**Excerpt to read**

□ □ □

Evidently knowledge graphs solve these 2 issues of vector databases, achieving more understandable and accurate results. Concepts are easily connected together by following chains of nodes and edges which can be represented to create an understandable output to the user and LLM. Knowledge graphs are also not restricted to return a set number of results due to only returning all the information relevant to the query. For example if we wanted to find out what books an author has written our knowledge graph will return exactly the entire list however a vector database search will only find 5 books (given a set value of 5) before being cut off, failing to answer the question.
As mentioned earlier, knowledge graphs can be used in addition to vector databases. Using a vector database similarity search to find the most similar concept or document is very valuable at times and is very good at finding the most semantically similar document. Using a knowledge graph at this point in the pipeline can be more beneficial, to use this found document and explore what is contextually related to it can provide more accurate surrounding knowledge and increase the LLMs performance in answering a question. Another way is to compute both a vector search and a knowledge graph search for documents and re-rank the top found documents by a joint comparison.

□ □ □

**Exercise requirements**
1. Answer these questions using the passage on knowledge graphs and vector databases.
(a) In the books example, how many books does the vector database search find before it is cut off?
(b) According to the passage, what is vector database similarity search very good at finding?
(c) What is done with the top found documents when both a vector search and a knowledge graph search are computed?
2. Reproduce everything in the passage on knowledge graphs and vector databases from "As mentioned earlier, knowledge" down to "a joint comparison.".
3. Continue the passage on knowledge graphs and vector databases, picking up right after its last sentence.

**Records from a collection**

□ □ □

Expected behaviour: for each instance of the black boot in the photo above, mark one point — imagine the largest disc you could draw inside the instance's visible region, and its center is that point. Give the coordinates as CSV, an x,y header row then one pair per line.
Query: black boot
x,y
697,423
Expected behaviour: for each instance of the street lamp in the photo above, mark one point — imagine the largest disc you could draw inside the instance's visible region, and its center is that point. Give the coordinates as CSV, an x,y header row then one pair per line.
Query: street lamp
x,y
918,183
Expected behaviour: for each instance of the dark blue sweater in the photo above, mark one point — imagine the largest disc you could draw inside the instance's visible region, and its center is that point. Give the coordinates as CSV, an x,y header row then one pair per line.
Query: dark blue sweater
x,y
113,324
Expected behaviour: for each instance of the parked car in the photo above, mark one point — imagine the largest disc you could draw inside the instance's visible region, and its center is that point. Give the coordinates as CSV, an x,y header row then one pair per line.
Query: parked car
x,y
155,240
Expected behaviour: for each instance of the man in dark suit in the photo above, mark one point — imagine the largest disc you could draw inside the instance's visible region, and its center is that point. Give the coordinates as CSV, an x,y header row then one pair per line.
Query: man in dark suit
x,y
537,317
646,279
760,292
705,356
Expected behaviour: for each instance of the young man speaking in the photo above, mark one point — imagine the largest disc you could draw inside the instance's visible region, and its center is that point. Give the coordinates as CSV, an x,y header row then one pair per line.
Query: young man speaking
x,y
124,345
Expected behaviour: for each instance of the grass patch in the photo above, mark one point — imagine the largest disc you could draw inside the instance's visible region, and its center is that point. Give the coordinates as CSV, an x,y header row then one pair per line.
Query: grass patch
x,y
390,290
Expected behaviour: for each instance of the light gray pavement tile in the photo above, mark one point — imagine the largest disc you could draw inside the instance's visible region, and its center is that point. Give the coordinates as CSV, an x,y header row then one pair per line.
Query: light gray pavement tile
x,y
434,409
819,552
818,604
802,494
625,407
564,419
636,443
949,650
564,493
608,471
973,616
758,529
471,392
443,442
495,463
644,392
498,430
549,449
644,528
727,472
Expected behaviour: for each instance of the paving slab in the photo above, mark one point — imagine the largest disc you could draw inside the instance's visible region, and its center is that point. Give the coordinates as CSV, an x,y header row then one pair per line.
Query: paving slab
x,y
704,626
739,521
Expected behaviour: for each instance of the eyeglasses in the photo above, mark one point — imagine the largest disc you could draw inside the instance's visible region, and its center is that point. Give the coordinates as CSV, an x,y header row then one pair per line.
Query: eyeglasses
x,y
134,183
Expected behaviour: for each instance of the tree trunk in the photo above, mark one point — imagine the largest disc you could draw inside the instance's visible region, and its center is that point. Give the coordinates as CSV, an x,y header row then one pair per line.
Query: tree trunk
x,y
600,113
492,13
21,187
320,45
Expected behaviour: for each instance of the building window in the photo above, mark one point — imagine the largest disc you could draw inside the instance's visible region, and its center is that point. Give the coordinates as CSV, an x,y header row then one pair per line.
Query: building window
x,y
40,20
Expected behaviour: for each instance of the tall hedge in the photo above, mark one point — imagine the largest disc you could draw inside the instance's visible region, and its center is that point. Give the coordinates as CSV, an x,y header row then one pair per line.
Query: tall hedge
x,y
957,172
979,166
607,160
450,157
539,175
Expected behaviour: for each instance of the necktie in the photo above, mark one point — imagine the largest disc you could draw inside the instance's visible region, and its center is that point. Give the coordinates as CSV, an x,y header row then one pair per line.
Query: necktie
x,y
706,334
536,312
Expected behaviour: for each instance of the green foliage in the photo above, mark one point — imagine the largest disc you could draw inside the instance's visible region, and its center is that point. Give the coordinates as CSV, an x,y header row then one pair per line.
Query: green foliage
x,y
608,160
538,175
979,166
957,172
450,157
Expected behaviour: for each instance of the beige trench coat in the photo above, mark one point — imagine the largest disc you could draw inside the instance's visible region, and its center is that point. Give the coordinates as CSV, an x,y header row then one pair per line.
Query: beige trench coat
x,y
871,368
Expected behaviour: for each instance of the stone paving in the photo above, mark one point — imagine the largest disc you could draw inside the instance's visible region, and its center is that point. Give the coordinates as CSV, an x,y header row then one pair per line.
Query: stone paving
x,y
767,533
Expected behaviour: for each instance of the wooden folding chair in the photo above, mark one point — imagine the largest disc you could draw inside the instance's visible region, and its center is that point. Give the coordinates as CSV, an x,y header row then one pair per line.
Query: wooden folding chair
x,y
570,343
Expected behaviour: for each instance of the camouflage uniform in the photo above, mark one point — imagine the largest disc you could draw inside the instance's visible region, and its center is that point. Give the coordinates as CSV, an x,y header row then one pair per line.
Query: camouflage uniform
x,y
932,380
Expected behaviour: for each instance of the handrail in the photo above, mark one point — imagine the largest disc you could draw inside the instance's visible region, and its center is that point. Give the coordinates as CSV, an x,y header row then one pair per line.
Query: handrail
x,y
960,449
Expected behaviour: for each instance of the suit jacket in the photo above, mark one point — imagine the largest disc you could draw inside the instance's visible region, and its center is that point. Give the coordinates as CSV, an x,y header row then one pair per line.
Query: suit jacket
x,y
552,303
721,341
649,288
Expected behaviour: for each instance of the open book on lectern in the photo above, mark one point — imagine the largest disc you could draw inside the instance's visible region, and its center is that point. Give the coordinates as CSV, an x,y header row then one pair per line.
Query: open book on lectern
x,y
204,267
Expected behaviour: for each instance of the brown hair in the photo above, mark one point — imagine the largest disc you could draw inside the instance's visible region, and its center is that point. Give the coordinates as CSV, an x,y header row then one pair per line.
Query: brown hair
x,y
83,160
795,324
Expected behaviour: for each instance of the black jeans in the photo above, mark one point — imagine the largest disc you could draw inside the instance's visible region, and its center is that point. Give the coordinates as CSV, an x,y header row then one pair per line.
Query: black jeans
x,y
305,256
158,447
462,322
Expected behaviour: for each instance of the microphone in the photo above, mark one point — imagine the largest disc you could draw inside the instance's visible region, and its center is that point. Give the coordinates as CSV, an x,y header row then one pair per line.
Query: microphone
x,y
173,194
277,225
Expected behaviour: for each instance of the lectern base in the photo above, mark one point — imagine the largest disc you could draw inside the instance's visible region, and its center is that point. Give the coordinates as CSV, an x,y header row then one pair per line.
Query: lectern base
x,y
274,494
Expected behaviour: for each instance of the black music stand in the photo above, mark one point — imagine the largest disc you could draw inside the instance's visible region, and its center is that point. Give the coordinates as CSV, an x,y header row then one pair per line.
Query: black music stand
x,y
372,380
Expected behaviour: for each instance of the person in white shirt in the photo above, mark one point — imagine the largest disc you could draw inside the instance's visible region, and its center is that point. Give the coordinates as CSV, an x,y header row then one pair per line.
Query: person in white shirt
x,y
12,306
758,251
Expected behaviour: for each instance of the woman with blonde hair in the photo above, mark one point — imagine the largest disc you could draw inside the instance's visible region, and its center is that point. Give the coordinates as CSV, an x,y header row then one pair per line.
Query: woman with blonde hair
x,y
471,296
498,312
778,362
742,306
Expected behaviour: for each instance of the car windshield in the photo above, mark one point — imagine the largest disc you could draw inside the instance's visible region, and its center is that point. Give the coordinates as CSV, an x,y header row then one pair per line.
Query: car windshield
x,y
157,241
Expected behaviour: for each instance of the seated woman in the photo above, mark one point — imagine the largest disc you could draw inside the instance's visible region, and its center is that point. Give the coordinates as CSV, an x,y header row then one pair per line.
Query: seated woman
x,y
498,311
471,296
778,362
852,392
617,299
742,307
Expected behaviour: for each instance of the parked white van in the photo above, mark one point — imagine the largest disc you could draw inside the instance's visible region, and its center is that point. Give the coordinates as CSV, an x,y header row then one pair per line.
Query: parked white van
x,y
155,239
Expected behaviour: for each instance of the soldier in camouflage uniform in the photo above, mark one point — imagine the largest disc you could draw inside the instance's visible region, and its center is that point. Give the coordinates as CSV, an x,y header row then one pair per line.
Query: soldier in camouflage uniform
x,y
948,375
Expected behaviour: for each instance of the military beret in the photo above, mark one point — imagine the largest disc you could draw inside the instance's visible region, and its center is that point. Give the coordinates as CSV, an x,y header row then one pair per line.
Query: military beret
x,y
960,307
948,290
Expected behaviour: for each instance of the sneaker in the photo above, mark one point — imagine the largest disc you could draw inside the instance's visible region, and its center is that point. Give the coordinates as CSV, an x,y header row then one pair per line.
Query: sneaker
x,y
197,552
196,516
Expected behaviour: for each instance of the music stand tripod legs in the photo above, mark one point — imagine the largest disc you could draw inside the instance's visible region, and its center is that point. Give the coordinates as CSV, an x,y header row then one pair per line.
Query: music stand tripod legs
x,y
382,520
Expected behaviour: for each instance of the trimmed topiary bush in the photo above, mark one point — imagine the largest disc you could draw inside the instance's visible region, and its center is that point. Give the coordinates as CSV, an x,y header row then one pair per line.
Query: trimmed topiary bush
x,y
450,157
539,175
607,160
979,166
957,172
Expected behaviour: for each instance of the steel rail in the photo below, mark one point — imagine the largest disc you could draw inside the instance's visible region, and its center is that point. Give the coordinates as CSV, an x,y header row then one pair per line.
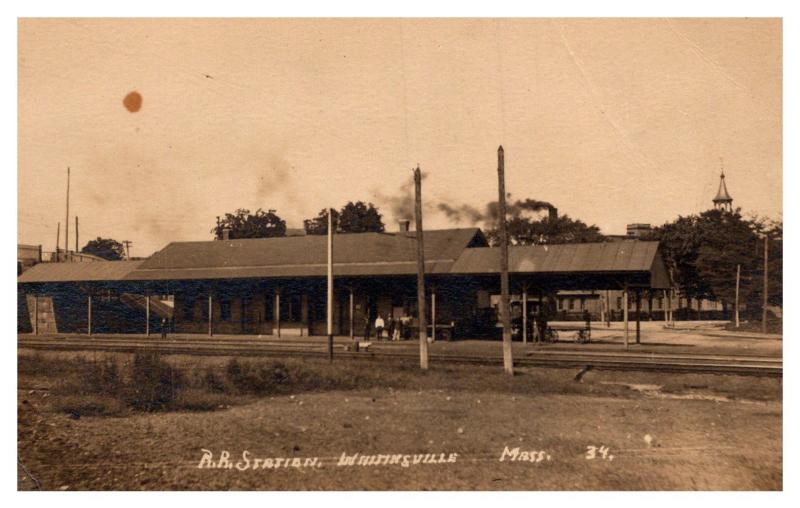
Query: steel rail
x,y
559,359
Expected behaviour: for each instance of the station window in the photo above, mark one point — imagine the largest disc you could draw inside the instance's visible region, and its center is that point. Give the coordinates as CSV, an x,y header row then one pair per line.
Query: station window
x,y
225,309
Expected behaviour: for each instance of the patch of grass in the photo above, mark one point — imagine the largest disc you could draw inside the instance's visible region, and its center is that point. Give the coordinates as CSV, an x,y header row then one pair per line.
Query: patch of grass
x,y
89,405
774,325
154,384
194,399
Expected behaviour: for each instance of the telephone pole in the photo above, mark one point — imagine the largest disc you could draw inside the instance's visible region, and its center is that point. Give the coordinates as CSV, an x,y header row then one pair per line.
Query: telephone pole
x,y
508,361
766,284
423,326
736,309
58,241
66,223
330,285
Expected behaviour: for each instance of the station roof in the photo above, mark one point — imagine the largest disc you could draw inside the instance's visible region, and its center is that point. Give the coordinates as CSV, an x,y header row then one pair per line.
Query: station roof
x,y
447,252
306,256
622,257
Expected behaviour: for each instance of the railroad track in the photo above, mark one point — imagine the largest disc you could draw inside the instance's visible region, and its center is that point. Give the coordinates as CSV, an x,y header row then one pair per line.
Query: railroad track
x,y
609,360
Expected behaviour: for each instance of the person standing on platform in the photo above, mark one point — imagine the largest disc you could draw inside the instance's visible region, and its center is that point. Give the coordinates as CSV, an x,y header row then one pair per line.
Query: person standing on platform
x,y
390,325
379,325
367,324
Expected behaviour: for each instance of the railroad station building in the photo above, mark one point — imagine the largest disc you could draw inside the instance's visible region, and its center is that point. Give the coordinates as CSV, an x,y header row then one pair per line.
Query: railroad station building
x,y
277,286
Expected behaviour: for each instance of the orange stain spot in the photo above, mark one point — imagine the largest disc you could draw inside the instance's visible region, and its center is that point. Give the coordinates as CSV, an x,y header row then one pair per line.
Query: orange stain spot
x,y
133,102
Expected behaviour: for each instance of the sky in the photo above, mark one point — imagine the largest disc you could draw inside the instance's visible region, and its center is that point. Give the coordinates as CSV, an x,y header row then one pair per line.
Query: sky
x,y
614,121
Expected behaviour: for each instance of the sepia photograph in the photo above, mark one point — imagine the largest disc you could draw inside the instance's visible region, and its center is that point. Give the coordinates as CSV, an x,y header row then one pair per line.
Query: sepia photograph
x,y
399,254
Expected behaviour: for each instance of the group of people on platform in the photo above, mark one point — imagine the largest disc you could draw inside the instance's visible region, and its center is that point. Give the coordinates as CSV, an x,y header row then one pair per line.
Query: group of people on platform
x,y
394,328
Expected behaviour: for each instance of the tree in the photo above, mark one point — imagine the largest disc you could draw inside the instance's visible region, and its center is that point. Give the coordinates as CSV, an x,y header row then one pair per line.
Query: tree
x,y
243,224
356,217
704,250
105,248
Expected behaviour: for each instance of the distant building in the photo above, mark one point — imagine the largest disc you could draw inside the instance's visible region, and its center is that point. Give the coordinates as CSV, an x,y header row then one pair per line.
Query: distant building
x,y
723,200
27,256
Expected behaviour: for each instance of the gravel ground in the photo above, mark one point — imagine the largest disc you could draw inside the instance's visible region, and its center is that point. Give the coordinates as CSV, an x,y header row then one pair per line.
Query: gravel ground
x,y
664,432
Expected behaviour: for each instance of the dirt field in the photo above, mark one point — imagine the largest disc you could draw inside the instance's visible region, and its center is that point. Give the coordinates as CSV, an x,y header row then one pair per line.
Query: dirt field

□ □ □

**Outputs in order**
1.
(a) 5 books.
(b) The most semantically similar document.
(c) They are re-ranked by a joint comparison.

2.
As mentioned earlier, knowledge graphs can be used in addition to vector databases. Using a vector database similarity search to find the most similar concept or document is very valuable at times and is very good at finding the most semantically similar document. Using a knowledge graph at this point in the pipeline can be more beneficial, to use this found document and explore what is contextually related to it can provide more accurate surrounding knowledge and increase the LLMs performance in answering a question. Another way is to compute both a vector search and a knowledge graph search for documents and re-rank the top found documents by a joint comparison.

3.
Knowledge Graph Use Cases
Knowledge graphs are a new way of perceiving or storing information, specifically text based information and I believe will become fundamental due to the success in language models. LLMs allow for knowledge graphs to be more easily constructed and queried, which I will discuss in a future article. The biggest use case of knowledge graphs will be within LLM applications, integrating into RAG systems in conjunction with or replacing vector databases. These graphs are a great tool in information retrieval and question answering, showing improvement in LLM tasks due to its contextual understanding and entity linking.
Figure 5: Knowledge graph of a team.
Vector databases are not useless and will more than often be sufficient enough for RAG applications, however here are multiple examples where knowledge graphs can play an integral role, besides a vast improvement in chat bot applications.
Healthcare: Model relationships between patients, medication and medical conditions to create an intelligent system to retrieve relevant patient information and hospital wide statistics.
E-commerce: Model relationships between different products and user purchases to help identify which products to recommend to users based on contextual similarities.
Legal: Represent relationships between legal cases, entities, statutes, and precedents in helping understand the complexities of the data with contextual information finding.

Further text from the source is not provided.